→ INSTRUCTION: Beginning with the line where "Target: cardboard sheet" appears, restate the lines word for word through the last one in the listing.

→ ROWS:
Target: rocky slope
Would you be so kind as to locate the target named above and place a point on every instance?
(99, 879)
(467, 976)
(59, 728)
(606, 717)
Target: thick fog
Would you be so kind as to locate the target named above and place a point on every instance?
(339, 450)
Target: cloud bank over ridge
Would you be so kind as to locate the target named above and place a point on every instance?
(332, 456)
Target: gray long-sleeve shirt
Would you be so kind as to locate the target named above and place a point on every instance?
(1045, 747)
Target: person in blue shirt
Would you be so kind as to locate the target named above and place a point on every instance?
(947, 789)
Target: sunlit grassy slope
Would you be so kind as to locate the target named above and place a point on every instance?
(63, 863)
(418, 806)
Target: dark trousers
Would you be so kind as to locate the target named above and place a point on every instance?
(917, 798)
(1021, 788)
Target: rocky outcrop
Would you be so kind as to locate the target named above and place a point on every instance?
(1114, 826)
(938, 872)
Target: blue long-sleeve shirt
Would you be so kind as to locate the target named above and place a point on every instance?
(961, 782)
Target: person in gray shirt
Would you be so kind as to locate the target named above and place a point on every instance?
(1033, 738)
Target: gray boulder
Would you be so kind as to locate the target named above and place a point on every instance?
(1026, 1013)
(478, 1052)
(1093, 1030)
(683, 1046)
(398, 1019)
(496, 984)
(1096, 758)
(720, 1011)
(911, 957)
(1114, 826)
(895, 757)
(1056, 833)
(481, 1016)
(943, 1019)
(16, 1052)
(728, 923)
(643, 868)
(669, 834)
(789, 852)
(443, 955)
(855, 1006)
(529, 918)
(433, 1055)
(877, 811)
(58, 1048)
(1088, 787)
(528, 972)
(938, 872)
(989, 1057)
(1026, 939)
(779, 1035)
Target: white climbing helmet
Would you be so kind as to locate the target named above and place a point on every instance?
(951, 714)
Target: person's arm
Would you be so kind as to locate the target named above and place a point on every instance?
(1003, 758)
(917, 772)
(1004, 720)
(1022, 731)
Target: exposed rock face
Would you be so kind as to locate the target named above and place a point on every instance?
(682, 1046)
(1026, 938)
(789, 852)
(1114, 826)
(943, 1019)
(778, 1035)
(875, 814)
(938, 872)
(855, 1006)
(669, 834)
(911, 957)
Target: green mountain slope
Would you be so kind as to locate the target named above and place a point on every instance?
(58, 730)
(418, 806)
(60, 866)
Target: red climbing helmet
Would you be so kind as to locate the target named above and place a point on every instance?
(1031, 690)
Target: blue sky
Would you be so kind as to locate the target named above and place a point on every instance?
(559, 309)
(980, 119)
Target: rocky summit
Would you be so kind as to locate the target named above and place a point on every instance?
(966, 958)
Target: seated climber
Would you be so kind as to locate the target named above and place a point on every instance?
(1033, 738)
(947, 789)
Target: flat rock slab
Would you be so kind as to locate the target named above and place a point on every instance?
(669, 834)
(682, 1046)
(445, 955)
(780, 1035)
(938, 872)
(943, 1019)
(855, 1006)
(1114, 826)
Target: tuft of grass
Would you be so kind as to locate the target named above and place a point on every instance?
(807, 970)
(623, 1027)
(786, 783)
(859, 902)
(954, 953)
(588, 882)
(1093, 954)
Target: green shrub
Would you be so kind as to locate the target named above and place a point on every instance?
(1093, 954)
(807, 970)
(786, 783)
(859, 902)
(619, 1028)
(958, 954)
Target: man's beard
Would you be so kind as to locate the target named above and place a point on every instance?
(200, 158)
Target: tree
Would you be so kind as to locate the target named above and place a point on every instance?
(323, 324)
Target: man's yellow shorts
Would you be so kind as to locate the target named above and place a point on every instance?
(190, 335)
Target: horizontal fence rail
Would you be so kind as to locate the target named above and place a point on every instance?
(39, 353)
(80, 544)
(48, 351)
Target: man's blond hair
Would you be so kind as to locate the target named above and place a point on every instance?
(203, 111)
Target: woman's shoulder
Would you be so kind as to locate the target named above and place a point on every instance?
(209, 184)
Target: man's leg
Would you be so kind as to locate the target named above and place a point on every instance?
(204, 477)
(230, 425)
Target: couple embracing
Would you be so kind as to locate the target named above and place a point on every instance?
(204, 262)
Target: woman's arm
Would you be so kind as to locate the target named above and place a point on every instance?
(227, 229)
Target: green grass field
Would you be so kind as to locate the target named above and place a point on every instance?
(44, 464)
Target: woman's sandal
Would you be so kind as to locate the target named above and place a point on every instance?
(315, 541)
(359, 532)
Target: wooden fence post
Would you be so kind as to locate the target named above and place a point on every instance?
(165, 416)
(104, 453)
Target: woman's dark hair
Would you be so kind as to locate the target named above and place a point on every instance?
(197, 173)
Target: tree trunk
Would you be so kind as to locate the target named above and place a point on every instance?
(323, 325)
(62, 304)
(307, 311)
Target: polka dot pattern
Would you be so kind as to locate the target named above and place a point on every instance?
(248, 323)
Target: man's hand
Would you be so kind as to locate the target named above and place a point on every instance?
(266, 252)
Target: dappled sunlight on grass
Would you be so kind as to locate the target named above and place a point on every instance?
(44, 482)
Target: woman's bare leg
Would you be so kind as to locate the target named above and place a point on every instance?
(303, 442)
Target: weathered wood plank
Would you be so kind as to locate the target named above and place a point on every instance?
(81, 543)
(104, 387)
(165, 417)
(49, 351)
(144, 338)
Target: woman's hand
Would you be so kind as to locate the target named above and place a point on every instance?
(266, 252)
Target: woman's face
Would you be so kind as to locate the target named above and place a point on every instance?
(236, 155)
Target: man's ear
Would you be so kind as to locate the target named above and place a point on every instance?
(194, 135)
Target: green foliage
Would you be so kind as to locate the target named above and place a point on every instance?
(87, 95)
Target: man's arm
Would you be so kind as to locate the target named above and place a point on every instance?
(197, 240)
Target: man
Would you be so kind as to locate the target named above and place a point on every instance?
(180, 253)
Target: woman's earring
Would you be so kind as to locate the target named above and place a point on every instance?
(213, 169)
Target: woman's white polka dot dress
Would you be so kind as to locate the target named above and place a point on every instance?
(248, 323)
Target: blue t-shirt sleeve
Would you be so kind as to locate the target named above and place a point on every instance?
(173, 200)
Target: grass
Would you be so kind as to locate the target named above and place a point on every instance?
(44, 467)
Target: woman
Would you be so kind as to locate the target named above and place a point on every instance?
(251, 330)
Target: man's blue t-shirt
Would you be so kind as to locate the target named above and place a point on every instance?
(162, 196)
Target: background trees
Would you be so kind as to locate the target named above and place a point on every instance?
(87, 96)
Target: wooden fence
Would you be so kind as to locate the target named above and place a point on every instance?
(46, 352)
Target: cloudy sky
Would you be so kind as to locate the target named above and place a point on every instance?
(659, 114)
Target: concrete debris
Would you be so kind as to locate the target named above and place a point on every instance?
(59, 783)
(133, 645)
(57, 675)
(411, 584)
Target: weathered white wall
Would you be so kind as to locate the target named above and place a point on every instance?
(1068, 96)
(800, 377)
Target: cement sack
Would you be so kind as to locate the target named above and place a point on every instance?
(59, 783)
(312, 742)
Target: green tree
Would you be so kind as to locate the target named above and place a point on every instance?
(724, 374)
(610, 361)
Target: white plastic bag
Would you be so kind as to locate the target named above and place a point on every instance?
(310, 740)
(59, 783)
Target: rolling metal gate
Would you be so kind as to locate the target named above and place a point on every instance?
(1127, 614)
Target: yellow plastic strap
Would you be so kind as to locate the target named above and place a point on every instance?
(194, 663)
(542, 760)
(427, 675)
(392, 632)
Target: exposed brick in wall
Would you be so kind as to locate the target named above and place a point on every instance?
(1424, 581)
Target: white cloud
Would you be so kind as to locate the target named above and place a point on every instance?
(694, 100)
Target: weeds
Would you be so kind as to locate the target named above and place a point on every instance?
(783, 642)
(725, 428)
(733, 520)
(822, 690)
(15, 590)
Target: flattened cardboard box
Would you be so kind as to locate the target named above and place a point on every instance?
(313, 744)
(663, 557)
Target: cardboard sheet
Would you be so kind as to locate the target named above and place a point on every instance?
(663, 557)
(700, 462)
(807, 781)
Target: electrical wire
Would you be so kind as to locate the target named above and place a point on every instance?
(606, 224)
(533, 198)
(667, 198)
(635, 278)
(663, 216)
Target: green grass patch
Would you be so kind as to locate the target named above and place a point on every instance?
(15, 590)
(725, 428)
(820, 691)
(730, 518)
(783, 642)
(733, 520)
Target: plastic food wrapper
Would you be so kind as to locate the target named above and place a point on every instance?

→ RESPONSE TO THE TASK:
Target: cardboard sheet
Would you be so kind as to locate the target named above and place a point on every instance?
(663, 557)
(700, 462)
(807, 781)
Target: electrical wire
Would you be so kind as to locate the target named above and place a point on every instance?
(606, 224)
(533, 198)
(667, 198)
(635, 278)
(663, 216)
Target: green grass patch
Would you be so kind as to locate the target named above and place a point on every instance?
(15, 590)
(725, 428)
(820, 691)
(730, 518)
(783, 642)
(733, 520)
Target: plastic food wrapper
Would you be so kind as to locate the target named above and place a point on every instance?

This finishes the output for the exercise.